No Western modernity without (sonic) blackness and no blackness in the absence of modernity” —in a nutshell, this is the big idea in Alexander Weheliye’s new book, Phonographies: Grooves in Sonic Afro-Modernity.


Crucial to his project are a wide definition of “the sonic” within black cultural production and a belief in the centrality of aurality (and/or orality) to twentieth-century black culture.


Weheliye’s engagement with the sounds of black cultural production (sonic Afro-modernity) owes a significant debt to Fred Moten’s In the Break (2003), in which Moten privileges the sonic and aural within black performance and propounds a theory of black culture as inherently performative and black performance as inherently radical.

Weheliye departs from Moten in his meditation on the intrinsically technological nature of sonic Afro-Modernity. In the exciting introduction to this volume, Weheliye notes how the sound technologies and listening practices associated with black music have not received enough critical attention.


My interest was piqued when I read that Weheliye proposes to “establish a dialogue between literary texts and current popular culture to conjecture how sonic technologies and black cultural production have fruitfully contaminated each other”. This is a book about the agency of black cultural producers as practitioners and innovators of Western modernity.

This is also a book about the nonlinguistic power of sound, about the ability of sound to act as both “writing” (in the sense that it signifies in an abstract and systematic way) and something beyond “writing”—something more embodied and sensual.


In his first chapter, Weheliye posits the phonograph as a site where the ostensibly separate categories and writing and sounding were collapsed, thus challenging the prevailing Western discursive bias towards the visual and the written.

## Parts of the exercise
1. List every word or phrase that appears inside parentheses in the review.
2. Reproduce the passage of the review that starts with the words containing "This is also" and ends with "embodied and sensual.".
The records that follow come from a separate source and have no connection to the review.

## Provided information

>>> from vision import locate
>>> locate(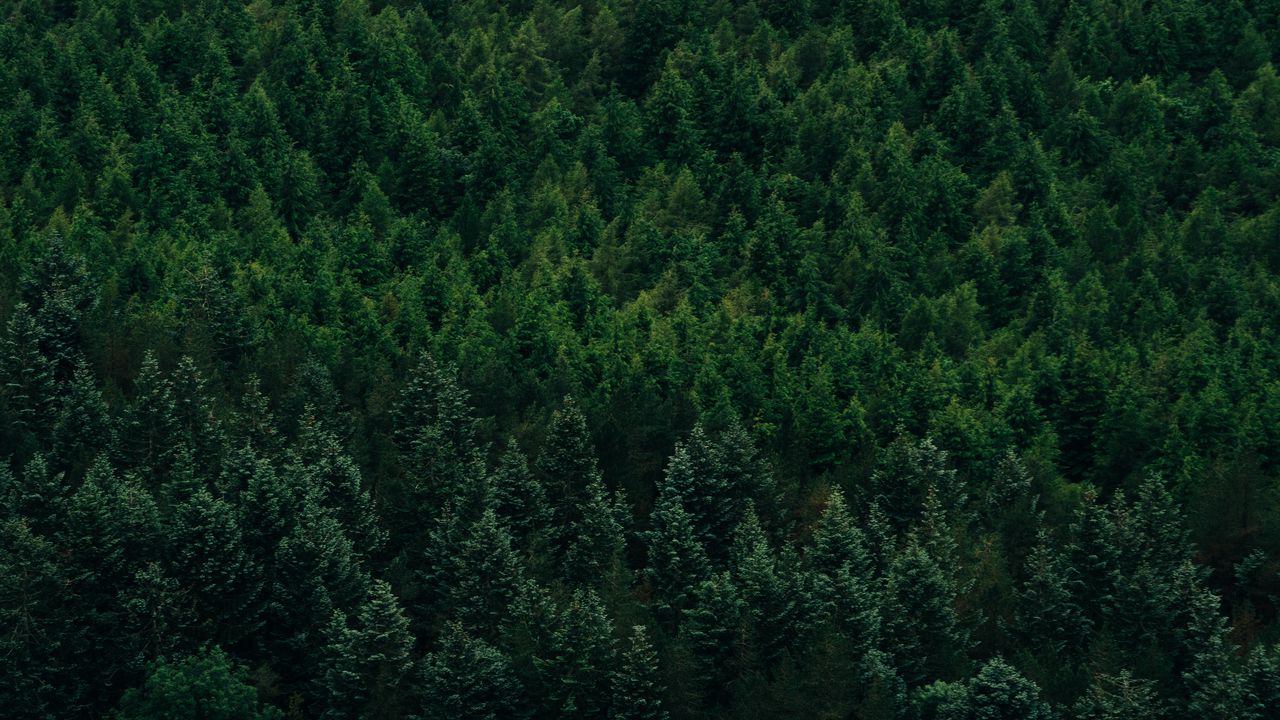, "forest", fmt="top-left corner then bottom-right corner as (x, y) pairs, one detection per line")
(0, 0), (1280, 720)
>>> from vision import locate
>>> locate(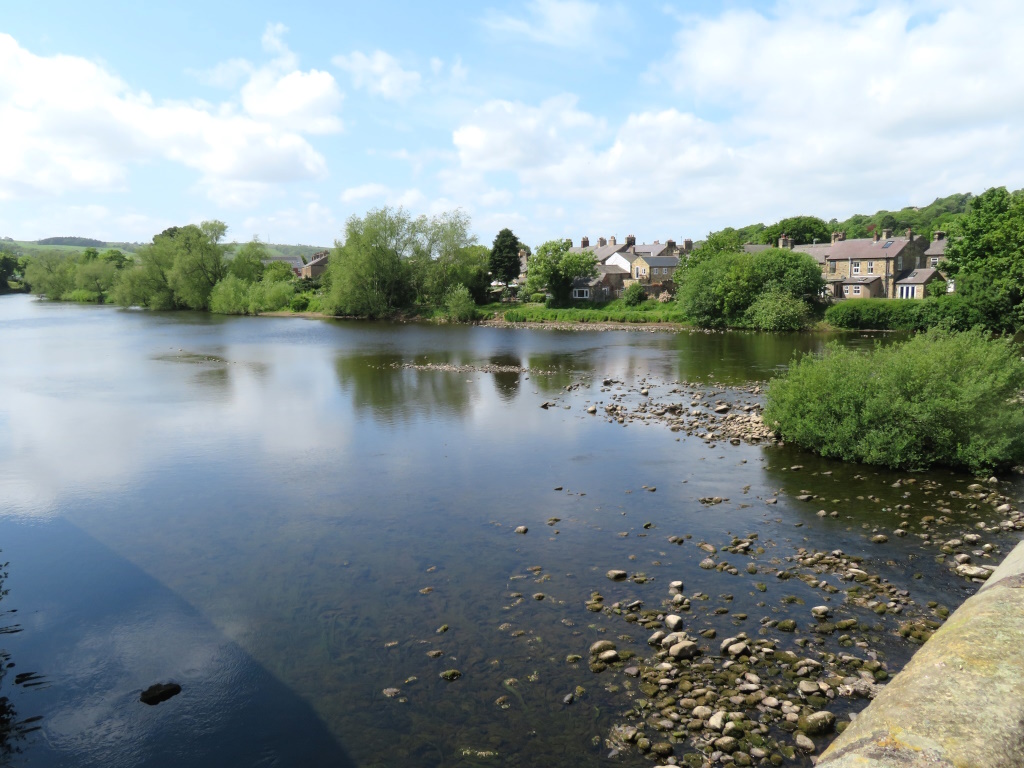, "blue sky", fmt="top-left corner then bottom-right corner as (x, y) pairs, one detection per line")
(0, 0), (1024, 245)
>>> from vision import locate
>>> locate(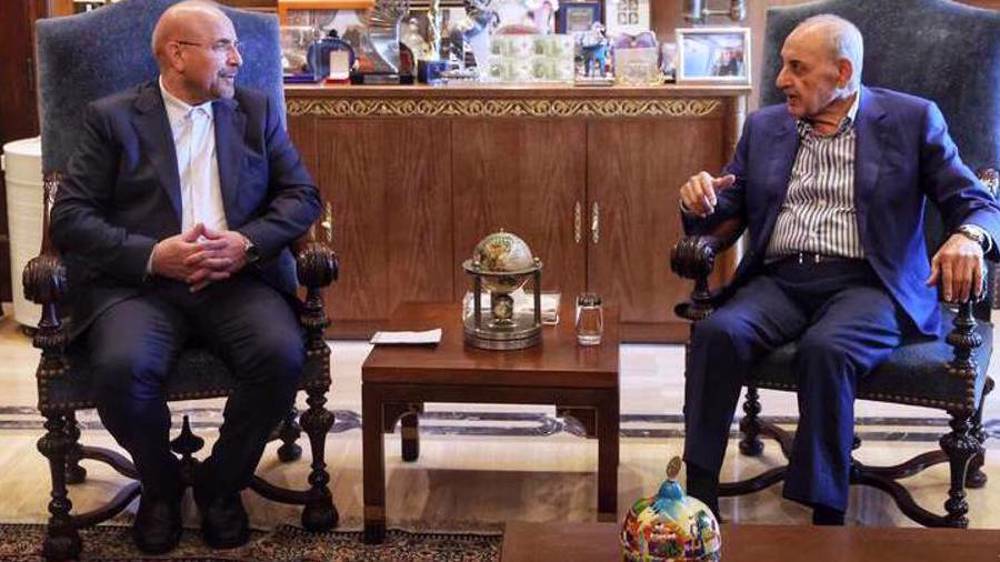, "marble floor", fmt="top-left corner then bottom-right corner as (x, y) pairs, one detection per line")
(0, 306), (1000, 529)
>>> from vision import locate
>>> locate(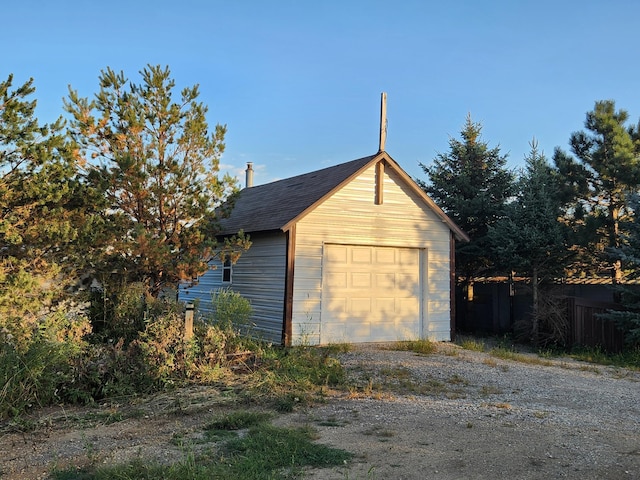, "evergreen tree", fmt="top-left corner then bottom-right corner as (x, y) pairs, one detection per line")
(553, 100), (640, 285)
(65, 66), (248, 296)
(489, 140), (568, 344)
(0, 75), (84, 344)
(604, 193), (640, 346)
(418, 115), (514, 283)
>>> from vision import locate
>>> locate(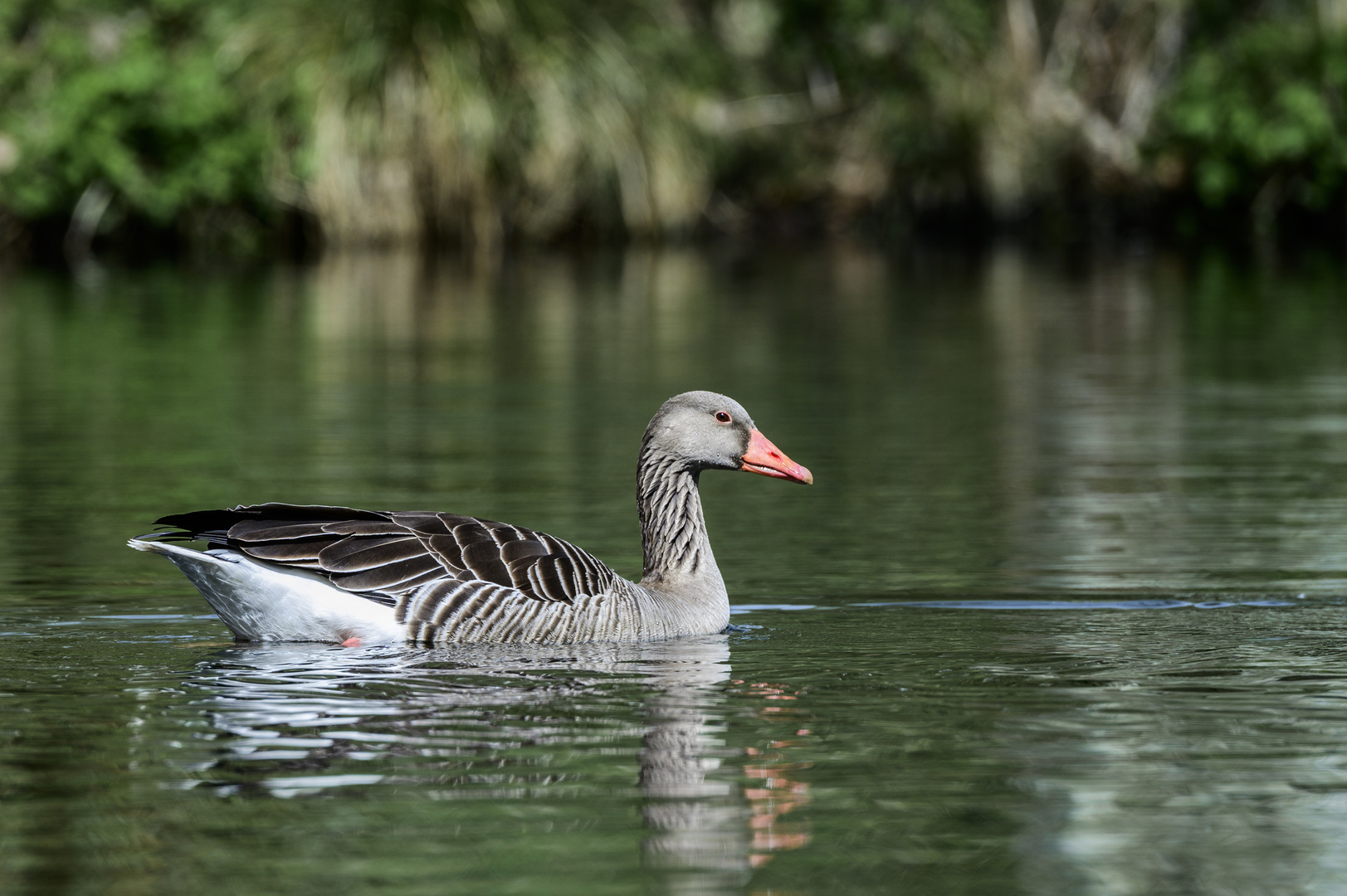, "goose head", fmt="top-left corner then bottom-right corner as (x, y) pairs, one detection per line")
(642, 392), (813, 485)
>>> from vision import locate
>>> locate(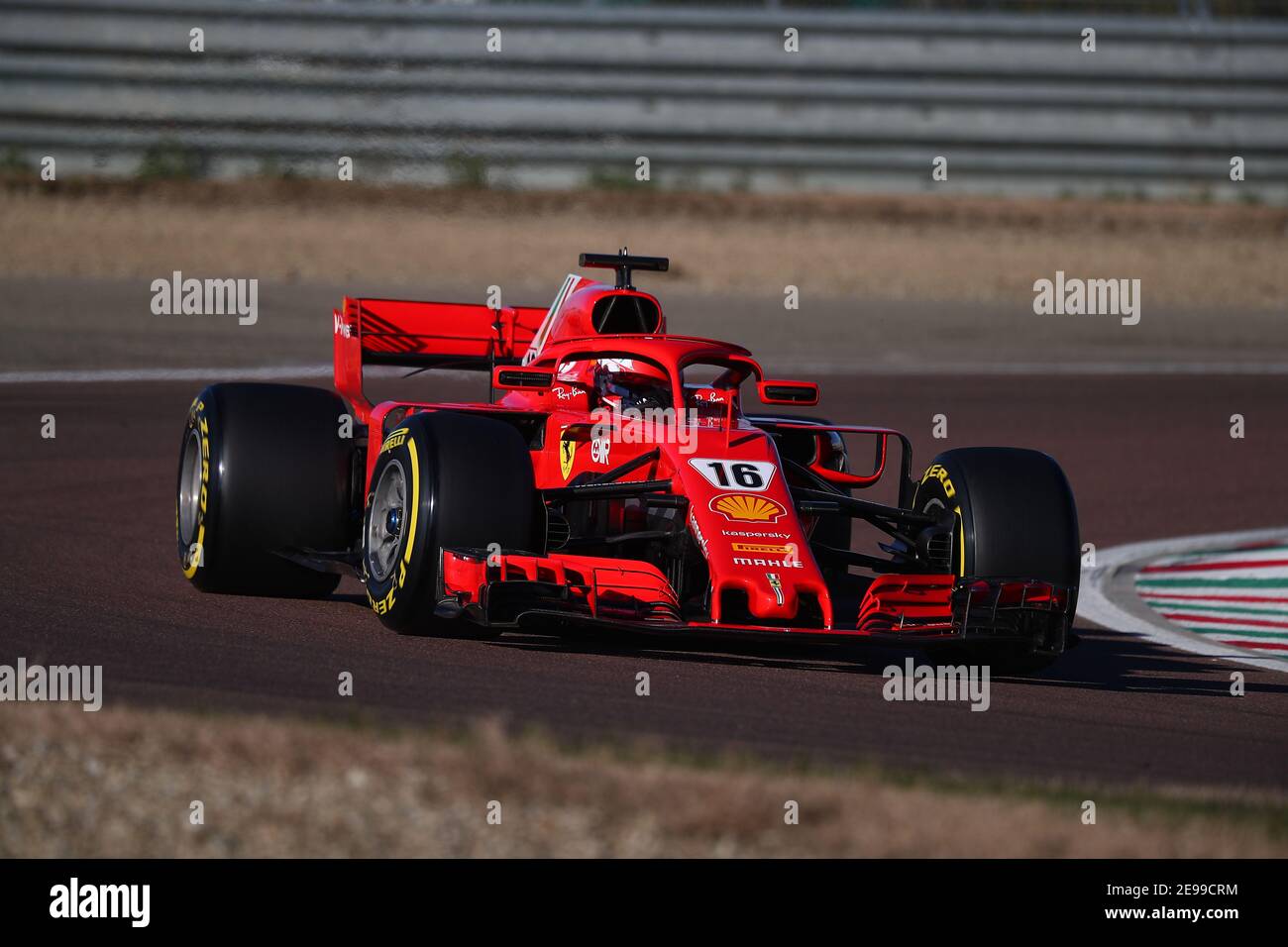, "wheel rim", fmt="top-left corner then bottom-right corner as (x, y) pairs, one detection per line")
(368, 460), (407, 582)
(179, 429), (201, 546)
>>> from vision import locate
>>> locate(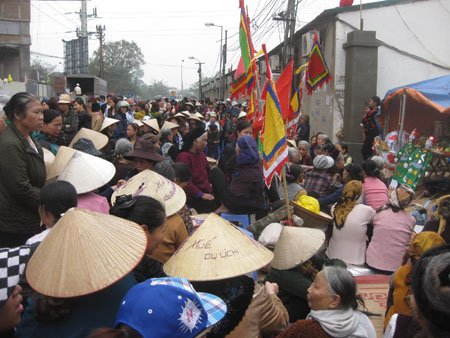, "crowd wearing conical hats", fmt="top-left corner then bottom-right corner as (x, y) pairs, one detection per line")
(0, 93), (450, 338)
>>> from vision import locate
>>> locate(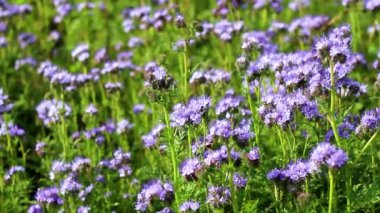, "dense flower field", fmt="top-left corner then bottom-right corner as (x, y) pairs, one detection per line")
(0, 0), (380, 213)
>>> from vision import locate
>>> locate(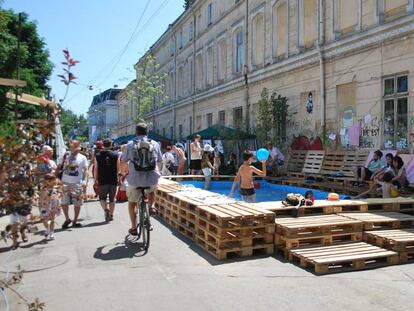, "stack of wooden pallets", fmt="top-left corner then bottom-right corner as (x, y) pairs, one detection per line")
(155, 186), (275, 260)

## Task answers
1.
- sonic
- and/or orality
- sonic Afro-modernity
- 2003
- in the sense that it signifies in an abstract and systematic way

2.
This is also a book about the nonlinguistic power of sound, about the ability of sound to act as both “writing” (in the sense that it signifies in an abstract and systematic way) and something beyond “writing”—something more embodied and sensual.